* [Work required] Read through the material below and copy each line in which the word "trophy" occurs.

(Beginning of Given records)

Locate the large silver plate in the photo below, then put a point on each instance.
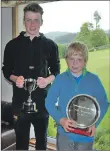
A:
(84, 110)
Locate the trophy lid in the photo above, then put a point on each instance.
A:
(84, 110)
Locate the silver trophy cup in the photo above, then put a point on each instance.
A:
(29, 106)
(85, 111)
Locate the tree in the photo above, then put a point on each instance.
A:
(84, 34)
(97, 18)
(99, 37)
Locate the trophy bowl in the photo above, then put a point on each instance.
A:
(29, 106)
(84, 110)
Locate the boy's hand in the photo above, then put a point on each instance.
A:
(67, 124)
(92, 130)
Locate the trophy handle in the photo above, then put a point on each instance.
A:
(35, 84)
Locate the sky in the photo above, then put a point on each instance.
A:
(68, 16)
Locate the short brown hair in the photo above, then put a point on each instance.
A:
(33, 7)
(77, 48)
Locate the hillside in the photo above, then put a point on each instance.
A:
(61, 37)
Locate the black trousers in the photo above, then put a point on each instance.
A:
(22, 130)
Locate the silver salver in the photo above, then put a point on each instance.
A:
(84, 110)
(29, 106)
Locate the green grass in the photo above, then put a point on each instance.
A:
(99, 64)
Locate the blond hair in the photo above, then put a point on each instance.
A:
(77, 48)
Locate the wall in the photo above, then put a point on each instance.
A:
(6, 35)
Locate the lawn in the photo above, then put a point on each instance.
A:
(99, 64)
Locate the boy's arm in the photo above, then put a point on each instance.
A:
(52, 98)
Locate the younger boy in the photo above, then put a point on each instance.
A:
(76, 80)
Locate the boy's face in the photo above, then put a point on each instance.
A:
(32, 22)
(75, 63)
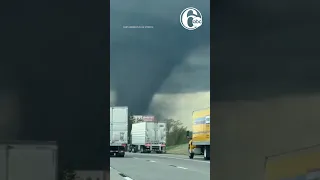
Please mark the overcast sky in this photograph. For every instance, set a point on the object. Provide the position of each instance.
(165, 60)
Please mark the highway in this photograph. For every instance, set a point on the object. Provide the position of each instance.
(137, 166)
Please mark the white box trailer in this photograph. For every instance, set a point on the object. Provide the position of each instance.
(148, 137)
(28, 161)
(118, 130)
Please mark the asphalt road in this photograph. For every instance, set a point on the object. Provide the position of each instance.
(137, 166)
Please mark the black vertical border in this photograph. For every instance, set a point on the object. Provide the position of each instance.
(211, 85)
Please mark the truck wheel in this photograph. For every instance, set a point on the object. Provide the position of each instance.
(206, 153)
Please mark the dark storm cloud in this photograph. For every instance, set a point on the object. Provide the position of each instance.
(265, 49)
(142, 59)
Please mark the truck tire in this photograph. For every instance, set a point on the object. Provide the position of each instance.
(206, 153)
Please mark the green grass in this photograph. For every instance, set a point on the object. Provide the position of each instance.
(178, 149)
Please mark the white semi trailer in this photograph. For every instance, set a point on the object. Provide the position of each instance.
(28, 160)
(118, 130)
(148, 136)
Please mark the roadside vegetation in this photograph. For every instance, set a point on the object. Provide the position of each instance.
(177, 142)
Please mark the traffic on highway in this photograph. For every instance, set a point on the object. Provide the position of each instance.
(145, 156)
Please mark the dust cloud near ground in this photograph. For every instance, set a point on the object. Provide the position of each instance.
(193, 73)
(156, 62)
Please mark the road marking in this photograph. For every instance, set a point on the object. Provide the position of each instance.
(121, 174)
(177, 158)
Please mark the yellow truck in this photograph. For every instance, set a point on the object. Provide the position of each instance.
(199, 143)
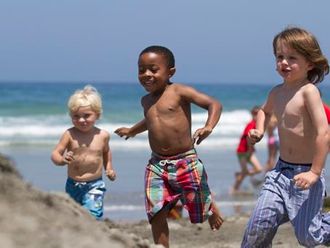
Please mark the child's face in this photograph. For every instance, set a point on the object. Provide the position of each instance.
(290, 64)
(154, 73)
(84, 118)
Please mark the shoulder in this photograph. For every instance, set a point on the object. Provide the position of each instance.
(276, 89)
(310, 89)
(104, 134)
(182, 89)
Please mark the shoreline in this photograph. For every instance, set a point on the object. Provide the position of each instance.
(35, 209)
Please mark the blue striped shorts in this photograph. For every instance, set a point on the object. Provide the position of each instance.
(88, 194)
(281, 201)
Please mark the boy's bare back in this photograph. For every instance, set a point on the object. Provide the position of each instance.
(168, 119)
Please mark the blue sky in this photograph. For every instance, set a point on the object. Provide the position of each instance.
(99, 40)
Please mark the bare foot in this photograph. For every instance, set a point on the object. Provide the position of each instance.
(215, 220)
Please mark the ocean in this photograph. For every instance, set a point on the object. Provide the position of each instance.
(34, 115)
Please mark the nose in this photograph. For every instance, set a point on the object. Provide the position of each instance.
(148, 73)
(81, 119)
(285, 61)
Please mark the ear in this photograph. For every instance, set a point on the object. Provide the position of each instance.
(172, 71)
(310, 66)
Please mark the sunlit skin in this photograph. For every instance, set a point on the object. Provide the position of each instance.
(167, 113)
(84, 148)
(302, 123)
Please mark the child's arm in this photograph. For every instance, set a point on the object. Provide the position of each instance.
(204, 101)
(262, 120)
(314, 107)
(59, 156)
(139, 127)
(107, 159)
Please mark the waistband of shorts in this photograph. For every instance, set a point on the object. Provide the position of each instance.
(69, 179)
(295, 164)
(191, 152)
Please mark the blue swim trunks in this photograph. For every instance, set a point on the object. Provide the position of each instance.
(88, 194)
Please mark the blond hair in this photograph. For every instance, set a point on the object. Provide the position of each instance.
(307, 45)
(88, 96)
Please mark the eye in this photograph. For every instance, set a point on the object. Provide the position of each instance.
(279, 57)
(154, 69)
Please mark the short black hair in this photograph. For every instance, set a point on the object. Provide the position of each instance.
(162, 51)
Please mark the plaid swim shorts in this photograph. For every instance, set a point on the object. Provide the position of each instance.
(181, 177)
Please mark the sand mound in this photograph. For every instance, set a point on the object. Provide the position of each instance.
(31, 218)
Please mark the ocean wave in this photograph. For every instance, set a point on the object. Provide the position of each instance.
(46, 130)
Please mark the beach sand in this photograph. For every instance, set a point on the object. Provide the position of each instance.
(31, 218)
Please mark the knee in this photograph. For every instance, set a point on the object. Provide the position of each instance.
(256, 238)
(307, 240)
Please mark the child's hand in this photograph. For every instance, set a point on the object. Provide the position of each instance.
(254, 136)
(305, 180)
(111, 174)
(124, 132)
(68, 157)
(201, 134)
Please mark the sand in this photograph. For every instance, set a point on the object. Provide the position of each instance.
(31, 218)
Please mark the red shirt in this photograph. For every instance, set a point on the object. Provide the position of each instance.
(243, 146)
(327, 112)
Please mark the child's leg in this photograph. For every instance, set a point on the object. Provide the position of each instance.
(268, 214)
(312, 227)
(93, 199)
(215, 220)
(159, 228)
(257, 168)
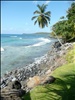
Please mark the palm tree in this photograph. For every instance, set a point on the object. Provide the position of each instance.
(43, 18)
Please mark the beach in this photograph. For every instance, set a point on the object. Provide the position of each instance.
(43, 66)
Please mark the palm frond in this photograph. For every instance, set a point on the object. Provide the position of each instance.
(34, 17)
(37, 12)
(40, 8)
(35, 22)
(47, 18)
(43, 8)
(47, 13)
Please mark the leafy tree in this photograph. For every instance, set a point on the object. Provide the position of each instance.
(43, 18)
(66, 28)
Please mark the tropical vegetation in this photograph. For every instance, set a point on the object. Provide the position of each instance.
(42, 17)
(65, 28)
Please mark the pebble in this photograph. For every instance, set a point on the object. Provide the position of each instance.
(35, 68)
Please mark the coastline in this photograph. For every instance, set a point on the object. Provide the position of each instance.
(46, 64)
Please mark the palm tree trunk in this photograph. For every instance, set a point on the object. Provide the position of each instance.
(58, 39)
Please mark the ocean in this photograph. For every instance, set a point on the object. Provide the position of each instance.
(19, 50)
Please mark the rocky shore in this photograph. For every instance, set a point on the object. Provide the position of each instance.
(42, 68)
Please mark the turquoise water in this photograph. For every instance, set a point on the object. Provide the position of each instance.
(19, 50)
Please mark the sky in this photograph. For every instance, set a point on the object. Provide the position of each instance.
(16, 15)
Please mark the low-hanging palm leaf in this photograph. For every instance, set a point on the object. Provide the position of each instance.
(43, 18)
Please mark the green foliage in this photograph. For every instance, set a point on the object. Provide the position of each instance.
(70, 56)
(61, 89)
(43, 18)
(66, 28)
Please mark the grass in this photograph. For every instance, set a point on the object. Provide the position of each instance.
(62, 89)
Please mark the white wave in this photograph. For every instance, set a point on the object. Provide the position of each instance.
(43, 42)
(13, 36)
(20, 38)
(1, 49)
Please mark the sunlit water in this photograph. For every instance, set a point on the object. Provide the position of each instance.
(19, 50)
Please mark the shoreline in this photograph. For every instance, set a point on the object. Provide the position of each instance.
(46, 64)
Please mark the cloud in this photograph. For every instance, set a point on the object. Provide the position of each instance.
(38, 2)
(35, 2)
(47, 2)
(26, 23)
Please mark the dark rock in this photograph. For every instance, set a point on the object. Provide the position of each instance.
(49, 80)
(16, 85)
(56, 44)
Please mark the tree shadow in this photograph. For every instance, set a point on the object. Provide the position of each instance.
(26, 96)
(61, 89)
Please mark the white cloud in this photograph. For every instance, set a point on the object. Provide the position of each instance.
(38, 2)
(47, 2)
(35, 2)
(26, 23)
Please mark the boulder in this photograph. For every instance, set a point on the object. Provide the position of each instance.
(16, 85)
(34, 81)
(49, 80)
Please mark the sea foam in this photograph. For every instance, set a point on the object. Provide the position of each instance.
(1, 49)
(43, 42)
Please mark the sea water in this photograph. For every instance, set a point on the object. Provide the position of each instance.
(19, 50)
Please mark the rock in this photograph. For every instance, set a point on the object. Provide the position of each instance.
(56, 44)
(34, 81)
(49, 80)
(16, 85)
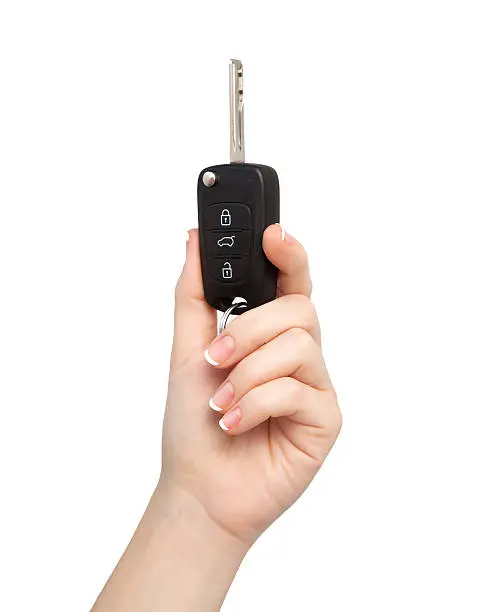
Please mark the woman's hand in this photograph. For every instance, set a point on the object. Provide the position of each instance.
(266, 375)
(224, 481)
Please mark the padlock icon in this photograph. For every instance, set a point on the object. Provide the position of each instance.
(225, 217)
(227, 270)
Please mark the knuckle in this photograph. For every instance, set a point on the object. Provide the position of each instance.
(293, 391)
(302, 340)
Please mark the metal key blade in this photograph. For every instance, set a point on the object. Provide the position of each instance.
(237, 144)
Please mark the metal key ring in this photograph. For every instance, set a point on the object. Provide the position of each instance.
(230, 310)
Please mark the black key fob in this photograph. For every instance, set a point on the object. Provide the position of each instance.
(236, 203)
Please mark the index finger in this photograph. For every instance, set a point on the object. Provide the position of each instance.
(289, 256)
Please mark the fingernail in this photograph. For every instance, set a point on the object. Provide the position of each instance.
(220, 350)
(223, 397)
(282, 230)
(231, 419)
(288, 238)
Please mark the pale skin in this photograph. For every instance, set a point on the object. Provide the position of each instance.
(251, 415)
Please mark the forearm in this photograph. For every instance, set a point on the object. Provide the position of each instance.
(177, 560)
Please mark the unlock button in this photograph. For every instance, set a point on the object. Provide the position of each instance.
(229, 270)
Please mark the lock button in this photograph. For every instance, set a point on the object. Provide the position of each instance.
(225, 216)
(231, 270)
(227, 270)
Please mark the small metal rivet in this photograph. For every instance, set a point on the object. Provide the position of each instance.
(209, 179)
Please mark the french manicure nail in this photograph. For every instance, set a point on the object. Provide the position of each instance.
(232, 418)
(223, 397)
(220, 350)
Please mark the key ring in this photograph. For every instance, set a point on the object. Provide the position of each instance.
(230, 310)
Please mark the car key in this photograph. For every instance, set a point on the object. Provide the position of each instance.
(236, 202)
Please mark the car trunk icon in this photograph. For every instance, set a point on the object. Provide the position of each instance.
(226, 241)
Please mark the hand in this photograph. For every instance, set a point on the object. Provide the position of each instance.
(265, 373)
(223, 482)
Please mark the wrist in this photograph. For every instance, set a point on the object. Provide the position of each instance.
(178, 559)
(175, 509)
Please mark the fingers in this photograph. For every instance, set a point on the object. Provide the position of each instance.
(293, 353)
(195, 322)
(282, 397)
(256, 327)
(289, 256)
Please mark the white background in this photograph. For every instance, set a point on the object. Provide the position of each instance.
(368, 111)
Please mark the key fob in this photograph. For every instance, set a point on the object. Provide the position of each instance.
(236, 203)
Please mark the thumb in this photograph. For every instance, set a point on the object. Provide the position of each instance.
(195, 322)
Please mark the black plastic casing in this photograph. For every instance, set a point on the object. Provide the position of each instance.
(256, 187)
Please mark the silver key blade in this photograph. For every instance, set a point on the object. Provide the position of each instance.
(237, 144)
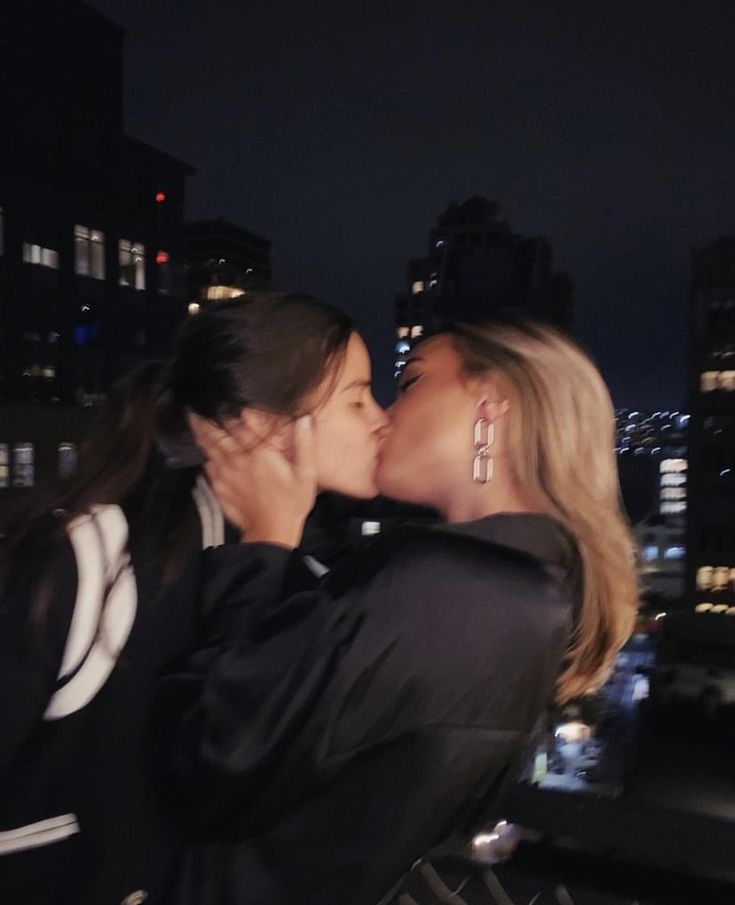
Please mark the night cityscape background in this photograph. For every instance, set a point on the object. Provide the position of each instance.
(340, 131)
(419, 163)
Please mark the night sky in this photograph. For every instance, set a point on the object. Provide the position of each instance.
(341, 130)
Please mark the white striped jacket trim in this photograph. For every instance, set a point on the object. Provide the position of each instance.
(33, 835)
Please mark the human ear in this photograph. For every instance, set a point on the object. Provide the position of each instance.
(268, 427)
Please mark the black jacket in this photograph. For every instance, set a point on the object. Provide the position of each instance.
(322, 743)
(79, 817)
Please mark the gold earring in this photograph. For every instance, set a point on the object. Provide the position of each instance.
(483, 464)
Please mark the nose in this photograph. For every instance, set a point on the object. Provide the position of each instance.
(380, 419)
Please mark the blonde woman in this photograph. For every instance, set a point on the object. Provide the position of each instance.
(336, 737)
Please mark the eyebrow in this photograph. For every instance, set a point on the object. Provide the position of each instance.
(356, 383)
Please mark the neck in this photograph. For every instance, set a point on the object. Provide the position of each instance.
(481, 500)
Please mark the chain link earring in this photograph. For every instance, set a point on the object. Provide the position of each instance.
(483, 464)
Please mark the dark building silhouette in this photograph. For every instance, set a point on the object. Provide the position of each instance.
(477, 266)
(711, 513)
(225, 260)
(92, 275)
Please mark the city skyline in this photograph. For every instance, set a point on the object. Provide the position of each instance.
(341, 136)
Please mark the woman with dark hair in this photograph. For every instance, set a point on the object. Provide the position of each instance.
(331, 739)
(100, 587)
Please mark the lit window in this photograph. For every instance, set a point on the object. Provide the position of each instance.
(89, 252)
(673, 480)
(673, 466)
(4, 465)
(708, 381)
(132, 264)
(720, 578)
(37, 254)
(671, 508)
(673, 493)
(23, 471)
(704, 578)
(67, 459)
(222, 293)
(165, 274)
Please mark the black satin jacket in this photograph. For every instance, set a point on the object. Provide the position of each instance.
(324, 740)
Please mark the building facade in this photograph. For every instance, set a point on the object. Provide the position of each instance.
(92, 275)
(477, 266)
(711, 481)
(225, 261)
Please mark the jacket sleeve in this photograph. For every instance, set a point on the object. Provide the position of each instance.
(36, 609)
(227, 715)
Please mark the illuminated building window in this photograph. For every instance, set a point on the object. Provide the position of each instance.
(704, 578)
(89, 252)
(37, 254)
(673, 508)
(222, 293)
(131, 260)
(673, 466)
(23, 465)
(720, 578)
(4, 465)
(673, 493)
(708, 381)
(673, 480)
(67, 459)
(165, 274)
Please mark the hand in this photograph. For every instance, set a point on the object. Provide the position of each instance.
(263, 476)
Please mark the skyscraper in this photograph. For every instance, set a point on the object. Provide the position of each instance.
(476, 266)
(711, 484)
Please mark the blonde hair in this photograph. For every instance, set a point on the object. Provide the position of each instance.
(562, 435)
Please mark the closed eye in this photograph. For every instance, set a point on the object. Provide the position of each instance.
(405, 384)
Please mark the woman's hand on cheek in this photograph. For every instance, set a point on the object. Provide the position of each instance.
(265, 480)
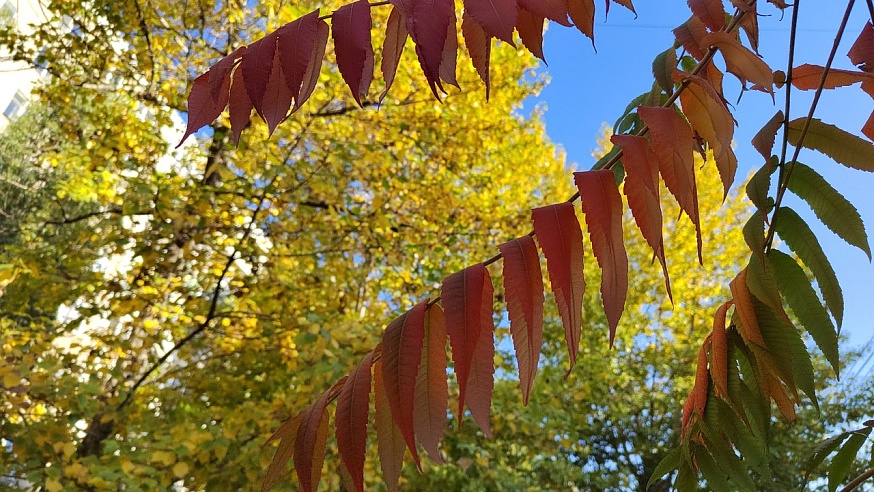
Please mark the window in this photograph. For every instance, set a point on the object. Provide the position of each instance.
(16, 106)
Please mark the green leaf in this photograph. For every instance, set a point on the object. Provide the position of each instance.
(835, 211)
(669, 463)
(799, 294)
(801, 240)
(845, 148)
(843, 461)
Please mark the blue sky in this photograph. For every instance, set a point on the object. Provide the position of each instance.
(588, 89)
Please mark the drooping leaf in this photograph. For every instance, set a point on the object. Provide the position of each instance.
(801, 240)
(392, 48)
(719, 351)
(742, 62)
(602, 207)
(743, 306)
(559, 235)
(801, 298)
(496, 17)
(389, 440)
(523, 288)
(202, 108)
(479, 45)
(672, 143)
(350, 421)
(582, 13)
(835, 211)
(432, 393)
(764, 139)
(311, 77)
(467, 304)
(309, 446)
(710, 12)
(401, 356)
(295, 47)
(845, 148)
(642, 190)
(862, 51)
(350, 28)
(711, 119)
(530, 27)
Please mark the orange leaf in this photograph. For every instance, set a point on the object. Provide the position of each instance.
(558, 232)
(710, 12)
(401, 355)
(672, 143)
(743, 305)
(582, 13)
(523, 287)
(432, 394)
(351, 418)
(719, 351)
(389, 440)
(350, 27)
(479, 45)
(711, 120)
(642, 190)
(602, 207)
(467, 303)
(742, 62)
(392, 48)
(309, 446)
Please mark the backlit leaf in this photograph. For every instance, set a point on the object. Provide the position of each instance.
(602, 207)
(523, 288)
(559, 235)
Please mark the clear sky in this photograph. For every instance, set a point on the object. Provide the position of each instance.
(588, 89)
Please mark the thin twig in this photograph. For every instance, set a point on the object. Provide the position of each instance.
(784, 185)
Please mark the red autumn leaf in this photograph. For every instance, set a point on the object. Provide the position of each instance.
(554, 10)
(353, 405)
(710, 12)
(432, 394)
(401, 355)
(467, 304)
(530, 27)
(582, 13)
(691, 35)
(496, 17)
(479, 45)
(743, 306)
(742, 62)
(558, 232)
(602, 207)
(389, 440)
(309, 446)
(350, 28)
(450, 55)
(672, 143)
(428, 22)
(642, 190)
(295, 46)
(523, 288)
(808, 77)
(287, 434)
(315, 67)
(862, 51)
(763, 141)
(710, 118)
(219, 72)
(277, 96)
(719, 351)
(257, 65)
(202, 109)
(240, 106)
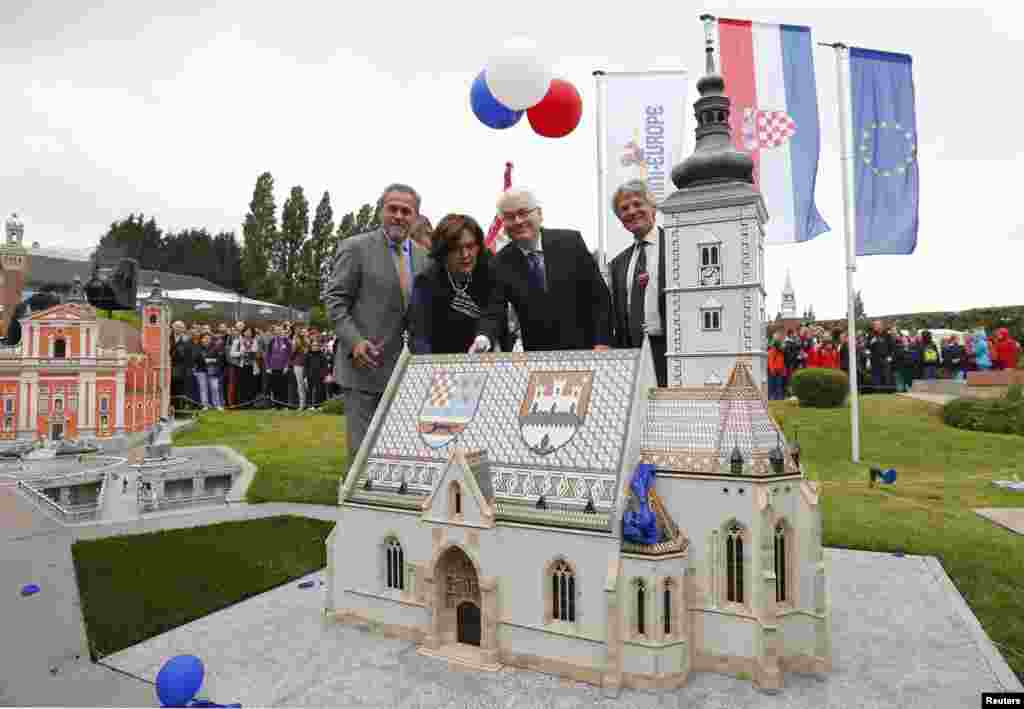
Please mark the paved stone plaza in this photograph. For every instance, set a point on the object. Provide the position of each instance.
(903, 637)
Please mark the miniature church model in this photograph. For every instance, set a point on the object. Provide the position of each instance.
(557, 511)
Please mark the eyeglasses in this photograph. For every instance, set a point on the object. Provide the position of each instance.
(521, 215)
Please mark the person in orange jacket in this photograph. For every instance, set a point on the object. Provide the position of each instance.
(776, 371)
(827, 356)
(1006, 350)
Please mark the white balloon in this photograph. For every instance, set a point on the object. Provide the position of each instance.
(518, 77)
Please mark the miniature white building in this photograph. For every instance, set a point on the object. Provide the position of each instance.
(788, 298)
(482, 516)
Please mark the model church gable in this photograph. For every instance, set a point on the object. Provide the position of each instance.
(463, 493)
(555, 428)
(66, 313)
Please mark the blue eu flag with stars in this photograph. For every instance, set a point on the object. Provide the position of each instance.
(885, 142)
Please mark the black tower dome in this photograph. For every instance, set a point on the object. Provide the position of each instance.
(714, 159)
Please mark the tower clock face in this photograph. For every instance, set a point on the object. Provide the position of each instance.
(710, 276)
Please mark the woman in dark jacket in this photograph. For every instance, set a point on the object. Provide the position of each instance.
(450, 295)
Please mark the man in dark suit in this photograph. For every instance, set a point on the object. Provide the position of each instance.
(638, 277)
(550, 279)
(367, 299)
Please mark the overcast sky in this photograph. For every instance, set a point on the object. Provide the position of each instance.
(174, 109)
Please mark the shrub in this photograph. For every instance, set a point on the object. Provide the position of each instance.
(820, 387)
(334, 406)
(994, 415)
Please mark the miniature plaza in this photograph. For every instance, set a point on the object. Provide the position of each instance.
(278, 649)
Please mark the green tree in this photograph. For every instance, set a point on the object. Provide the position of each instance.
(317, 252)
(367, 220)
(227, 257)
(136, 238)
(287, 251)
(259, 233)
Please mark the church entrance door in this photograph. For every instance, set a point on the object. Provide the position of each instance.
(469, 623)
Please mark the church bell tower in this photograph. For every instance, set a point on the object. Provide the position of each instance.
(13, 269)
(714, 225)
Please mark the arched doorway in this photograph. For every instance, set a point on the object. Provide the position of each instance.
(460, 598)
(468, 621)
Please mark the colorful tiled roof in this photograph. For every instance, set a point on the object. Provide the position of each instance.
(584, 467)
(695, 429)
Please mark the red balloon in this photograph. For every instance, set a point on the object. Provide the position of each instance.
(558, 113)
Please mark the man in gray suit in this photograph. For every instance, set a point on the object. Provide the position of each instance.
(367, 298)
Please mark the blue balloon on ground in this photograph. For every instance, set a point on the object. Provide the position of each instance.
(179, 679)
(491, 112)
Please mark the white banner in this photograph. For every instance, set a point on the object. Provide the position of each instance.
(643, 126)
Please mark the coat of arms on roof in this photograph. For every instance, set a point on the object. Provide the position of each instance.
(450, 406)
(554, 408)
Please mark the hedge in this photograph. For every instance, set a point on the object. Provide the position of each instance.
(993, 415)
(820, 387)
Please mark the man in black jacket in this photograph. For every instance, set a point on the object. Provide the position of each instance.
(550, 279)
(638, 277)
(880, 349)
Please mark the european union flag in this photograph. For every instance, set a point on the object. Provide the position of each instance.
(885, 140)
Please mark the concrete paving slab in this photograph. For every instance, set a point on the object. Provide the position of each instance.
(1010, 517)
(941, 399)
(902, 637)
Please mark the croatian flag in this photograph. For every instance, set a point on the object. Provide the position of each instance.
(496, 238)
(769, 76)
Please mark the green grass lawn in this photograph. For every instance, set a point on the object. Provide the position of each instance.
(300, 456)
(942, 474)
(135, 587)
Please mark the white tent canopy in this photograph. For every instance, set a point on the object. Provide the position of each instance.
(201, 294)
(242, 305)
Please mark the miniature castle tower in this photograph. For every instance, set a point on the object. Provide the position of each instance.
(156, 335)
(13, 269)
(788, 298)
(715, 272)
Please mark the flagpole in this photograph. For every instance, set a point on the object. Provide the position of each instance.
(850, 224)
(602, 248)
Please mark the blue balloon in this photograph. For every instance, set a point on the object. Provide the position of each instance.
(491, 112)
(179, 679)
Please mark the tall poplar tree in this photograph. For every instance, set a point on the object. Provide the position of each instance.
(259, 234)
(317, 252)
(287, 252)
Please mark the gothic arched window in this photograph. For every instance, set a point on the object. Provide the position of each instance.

(End of Given records)

* [Written reply]
Locate the trophy lid in the photo above, then put a point on each instance.
Locate the silver trophy cup in the photo above, then put a point on each instance.
Locate the trophy bowl in the photo above, then put a point on each instance.
Locate the trophy handle in the photo above, then put a point on each instance.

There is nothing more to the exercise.